The level of sheer stupidity involved in taking standardized testing to the extreme is apparent in one online item, and another aptly criticizes "Management by Pinheads." And we have them. In our legislature.

Exhibit A.

Exhibit B.

Explain to me what is the measure of an educated person. Winning a Nobel Prize? Few do. Making a Bill Gates/Warren Buffet fortune? Few do. Writing a Pynchon novel is something only Pynchon has done. Without having to take a multiple choice test about novel writing.

Scoring in the 99th percentile on the LSAT? Is that a measure of an educated person? It may help get you into a law school, but will you have the talent in pressing circumstances to fashion an acquital on, "If the glove don't fit, you've got to acquit?"

Of those legislators pushing for standardized testing, how many will publish their own SAT scores? 

Financial genius Nienow? Suppose he did score highly. That proves what? That the SBA and taxpayers should mop up his personal fiscal bad-judgment mess?

These are bozos leading a bozo parade, union busting being the actual aim, and some should know better.

Yes there truly are problems with winnowing talent as students move upstream, yes along the way the majority really do get left behind, but remember Medtronic was the result of a first class post-graduate medical school program at the Twin Cities campus, and the entrepreneurial sparks for succeeding generations do not come from children left behind, but from those not held back from where their capabilities and tenacity can allow them to reach.

[Photo-based referring expression data]
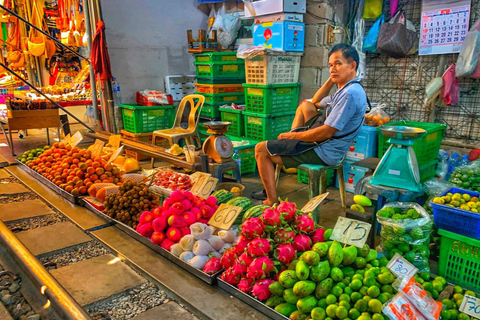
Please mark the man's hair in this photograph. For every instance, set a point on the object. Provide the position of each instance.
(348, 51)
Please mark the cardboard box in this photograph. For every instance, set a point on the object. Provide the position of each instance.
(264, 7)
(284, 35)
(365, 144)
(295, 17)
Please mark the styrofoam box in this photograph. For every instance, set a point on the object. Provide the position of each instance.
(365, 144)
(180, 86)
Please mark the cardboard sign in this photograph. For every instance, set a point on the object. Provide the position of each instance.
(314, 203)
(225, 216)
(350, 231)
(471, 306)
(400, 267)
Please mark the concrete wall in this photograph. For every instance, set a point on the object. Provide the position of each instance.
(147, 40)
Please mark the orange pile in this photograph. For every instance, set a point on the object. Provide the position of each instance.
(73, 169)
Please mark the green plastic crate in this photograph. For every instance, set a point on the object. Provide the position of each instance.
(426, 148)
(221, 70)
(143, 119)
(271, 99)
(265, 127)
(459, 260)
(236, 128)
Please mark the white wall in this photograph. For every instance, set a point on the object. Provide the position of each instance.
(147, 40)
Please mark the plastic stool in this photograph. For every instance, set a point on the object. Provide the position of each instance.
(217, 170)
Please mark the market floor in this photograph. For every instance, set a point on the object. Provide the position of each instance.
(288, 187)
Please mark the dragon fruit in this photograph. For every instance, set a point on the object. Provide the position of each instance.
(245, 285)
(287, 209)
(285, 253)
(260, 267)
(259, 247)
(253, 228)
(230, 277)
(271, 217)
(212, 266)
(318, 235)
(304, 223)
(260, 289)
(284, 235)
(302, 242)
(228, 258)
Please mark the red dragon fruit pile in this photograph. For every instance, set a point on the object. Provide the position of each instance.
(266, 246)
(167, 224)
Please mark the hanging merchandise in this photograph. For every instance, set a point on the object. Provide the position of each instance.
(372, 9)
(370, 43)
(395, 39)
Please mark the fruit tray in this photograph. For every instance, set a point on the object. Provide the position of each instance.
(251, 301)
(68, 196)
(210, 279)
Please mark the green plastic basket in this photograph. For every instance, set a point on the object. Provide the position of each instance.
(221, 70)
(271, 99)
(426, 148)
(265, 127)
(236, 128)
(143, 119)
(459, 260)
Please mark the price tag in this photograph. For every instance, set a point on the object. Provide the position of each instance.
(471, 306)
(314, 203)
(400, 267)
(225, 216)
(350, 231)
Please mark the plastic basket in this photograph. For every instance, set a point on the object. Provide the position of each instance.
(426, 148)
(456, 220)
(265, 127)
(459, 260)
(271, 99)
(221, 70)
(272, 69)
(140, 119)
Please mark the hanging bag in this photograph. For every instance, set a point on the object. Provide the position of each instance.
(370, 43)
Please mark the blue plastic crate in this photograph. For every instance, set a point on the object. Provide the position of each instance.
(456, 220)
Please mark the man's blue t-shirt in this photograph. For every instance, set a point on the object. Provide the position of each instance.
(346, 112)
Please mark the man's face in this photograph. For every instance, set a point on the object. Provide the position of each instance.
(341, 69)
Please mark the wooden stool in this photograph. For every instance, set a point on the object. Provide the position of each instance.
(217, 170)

▶ SET OF TASKS
1. Rewrite the piece on standardized testing from "Explain to me" to "about novel writing.", replacing "multiple choice test" with "standardized exam".
2. Write a continuation of the piece on standardized testing that picks up after its final sentence.

▶ EXERCISE ANSWERS
1.
Explain to me what is the measure of an educated person. Winning a Nobel Prize? Few do. Making a Bill Gates/Warren Buffet fortune? Few do. Writing a Pynchon novel is something only Pynchon has done. Without having to take a standardized exam about novel writing.

2.
And yes, Bill Gates scored big time three sigma or so off the high end from the middle of the SAT bell curve, and yes, he scored big cash/power accumulation while he can demonstrate an exceptional SAT score, but that is irrelevant to preparing an entire population to think semi-analytically in order to be capable of productively participating in voting, holding a steady job, seeking and holding office, or getting a PhD in grad school at MIT.

And yes, there is dead wood in any bureaucracy, in Boeing, in Airbus, they are big enough that some will be in and over their heads. It is the same with teaching. But those parroting, "Give standardized tests, it's Nirvana," should note that neither Boeing nor Airbus do that, and they produce very safe airplanes which we value in large part because of the successful judgment of the engineers and cost accountants who know where to shave a buck, and where the risk of dogmatic buck-shaving is too high. Show me one good multiple choice test that uncovers Boeing-grade management and engineering judgment skills.

There isn't any.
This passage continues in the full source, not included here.